> [TASK STATEMENT]
The result must match the data exactly, line for line.

..........

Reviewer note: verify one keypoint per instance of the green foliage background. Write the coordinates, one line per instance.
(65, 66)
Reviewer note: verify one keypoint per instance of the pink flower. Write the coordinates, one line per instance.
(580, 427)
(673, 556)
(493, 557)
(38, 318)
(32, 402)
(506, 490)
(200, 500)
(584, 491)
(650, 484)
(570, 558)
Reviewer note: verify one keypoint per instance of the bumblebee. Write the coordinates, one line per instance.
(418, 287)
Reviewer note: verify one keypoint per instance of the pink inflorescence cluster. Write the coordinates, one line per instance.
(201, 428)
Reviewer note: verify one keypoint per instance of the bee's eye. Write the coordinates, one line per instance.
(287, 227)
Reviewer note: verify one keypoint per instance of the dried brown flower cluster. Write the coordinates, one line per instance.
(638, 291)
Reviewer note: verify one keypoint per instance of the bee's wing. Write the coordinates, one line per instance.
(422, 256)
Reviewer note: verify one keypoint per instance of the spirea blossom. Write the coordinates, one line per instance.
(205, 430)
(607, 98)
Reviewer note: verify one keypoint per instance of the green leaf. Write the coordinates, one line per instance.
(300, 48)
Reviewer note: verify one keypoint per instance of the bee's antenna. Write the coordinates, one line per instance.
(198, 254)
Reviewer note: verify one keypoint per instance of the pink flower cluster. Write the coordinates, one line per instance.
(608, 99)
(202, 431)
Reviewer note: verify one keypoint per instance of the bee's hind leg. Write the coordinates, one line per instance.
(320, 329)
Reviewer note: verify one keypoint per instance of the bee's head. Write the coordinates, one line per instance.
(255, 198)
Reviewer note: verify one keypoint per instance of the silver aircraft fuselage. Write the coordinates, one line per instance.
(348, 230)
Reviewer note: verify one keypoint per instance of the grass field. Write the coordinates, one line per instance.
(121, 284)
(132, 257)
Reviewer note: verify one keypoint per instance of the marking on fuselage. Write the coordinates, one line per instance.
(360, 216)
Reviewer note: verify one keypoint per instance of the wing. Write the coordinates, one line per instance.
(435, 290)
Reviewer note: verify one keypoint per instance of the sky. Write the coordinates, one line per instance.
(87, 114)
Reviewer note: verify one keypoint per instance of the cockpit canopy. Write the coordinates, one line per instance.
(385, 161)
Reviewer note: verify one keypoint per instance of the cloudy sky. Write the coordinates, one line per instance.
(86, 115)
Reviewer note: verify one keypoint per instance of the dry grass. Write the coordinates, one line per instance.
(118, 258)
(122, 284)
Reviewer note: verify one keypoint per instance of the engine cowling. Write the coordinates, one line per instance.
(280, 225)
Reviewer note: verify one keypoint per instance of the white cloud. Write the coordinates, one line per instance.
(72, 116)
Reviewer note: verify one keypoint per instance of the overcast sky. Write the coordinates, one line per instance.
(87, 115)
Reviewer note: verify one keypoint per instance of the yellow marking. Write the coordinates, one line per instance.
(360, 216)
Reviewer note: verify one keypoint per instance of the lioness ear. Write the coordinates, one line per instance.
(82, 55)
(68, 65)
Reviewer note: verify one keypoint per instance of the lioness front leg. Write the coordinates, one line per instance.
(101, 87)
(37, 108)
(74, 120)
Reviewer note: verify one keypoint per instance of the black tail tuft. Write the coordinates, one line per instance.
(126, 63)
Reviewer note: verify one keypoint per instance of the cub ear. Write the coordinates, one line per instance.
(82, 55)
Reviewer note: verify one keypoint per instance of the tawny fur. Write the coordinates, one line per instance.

..........

> [ANSWER TO THIS EXERCISE]
Reviewer note: verify one keypoint per instance of the green foliage background. Write the coordinates, one line per instance.
(65, 66)
Reviewer note: verify one keypoint per instance of the pink flower. Write the coordinates, one line per instance.
(580, 427)
(673, 556)
(493, 557)
(38, 318)
(32, 402)
(506, 490)
(200, 500)
(584, 491)
(650, 484)
(570, 558)
Reviewer note: verify one keypoint per instance of the bumblebee. Write the coordinates, one line per instance.
(418, 287)
Reviewer note: verify one keypoint per instance of the pink inflorescence cluster. Write the coordinates, one line per instance.
(201, 428)
Reviewer note: verify one keypoint per instance of the bee's eye. Write the coordinates, one line per instance.
(287, 227)
Reviewer note: verify one keypoint per instance of the dried brown flower cluster. Write the coordinates, one line per instance.
(638, 291)
Reviewer note: verify one keypoint per instance of the bee's wing. Write the coordinates, one line per instance.
(422, 256)
Reviewer note: verify one keypoint per instance of the spirea blossom. Write the coordinates, one line per instance.
(205, 430)
(607, 98)
Reviewer note: verify one keypoint per instance of the green leaf. Write the coordinates, one line per instance.
(300, 48)
Reviewer note: verify one keypoint per instance of the bee's antenna. Write the coordinates, one line per instance.
(198, 254)
Reviewer note: verify one keypoint per instance of the pink flower cluster. Write the coordinates, one line per instance.
(608, 99)
(202, 431)
Reviewer note: verify one keypoint per instance of the bee's hind leg. Write the coordinates, one line per instance.
(320, 329)
Reviewer note: verify one keypoint per instance of the bee's head. Write the coordinates, one line per instance.
(255, 198)
Reviewer note: verify one keypoint per instance of the silver aircraft fuselage. Write the coordinates, one line per instance.
(348, 230)
Reviewer note: verify one keypoint per instance of the grass field. Write the coordinates, one line per instance.
(121, 284)
(132, 257)
Reviewer note: verify one keypoint per instance of the marking on fuselage. Write the coordinates, one line per instance.
(360, 216)
Reviewer note: verify one keypoint per instance of the wing. Write the coordinates, one line per instance.
(435, 290)
Reviewer note: verify one keypoint per instance of the sky. Write the coordinates, one line per instance.
(87, 114)
Reviewer note: verify one keypoint per instance of the cockpit canopy. Write the coordinates, one line per instance.
(385, 161)
Reviewer note: verify one keypoint per instance of the cloudy sky. Write the coordinates, one line per instance.
(86, 115)
Reviewer note: verify one keypoint per instance of the dry grass. Write the coordinates, one line per instance.
(118, 258)
(122, 284)
Reviewer note: verify one keypoint per instance of the engine cowling. Write the coordinates, one line per instance.
(280, 225)
Reviewer note: verify one keypoint per instance of the white cloud. Write the coordinates, one line per instance.
(72, 116)
Reviewer note: verify one keypoint per instance of the overcast sky. Write the coordinates, one line per instance.
(87, 115)
Reviewer note: verify one keypoint per instance of the yellow marking. Write the coordinates, one line per instance.
(360, 216)
Reviewer note: verify one keypoint per instance of the lioness ear. Write the coordinates, one line per instance.
(82, 55)
(68, 65)
Reviewer note: verify one keypoint per instance of the lioness front leg. Write the coordinates, one line per instance.
(101, 87)
(37, 108)
(74, 120)
Reviewer note: verify one keypoint per instance of the black tail tuft. Write the coordinates, one line per instance.
(126, 63)
Reviewer note: verify one keypoint per instance of the cub ear. Write the coordinates, one line per instance.
(82, 55)
Reviewer note: verify one keypoint per instance of the tawny fur. Write the coordinates, one line per instance.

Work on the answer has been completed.